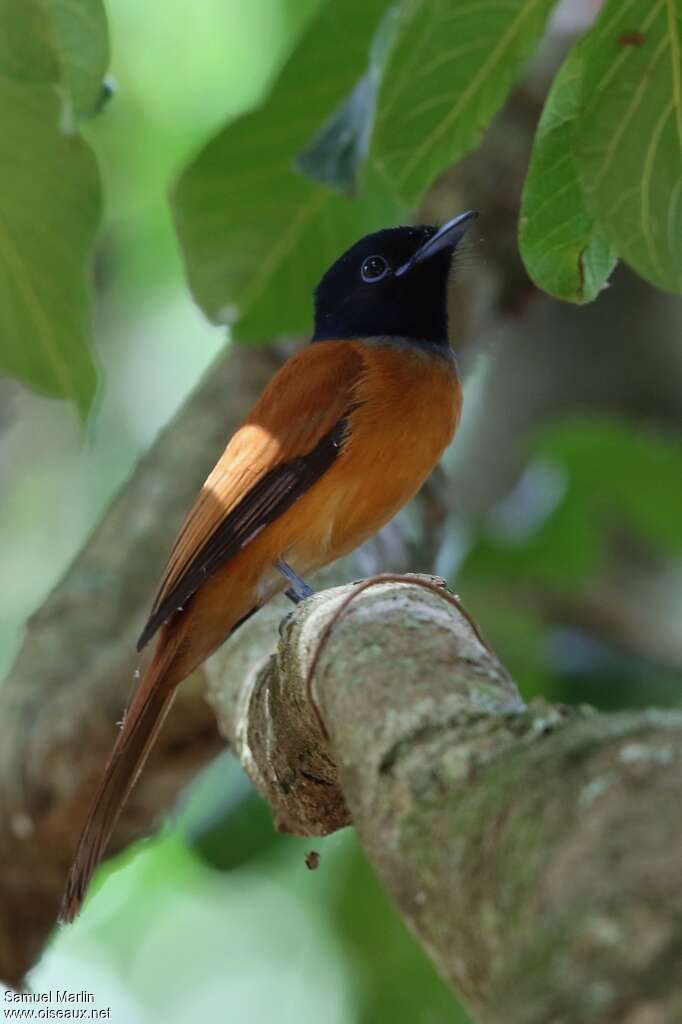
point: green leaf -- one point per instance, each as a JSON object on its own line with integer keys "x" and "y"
{"x": 82, "y": 44}
{"x": 337, "y": 155}
{"x": 49, "y": 211}
{"x": 27, "y": 51}
{"x": 64, "y": 42}
{"x": 256, "y": 233}
{"x": 445, "y": 78}
{"x": 564, "y": 251}
{"x": 629, "y": 137}
{"x": 52, "y": 57}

□ □ □

Directions ->
Identify and copy out every row above in which the string "line" appears, with uppercase and lowercase treated as different.

Solution for this task ->
point: green leaf -- one point per instance, each as a JSON object on its own line with integer keys "x" and "y"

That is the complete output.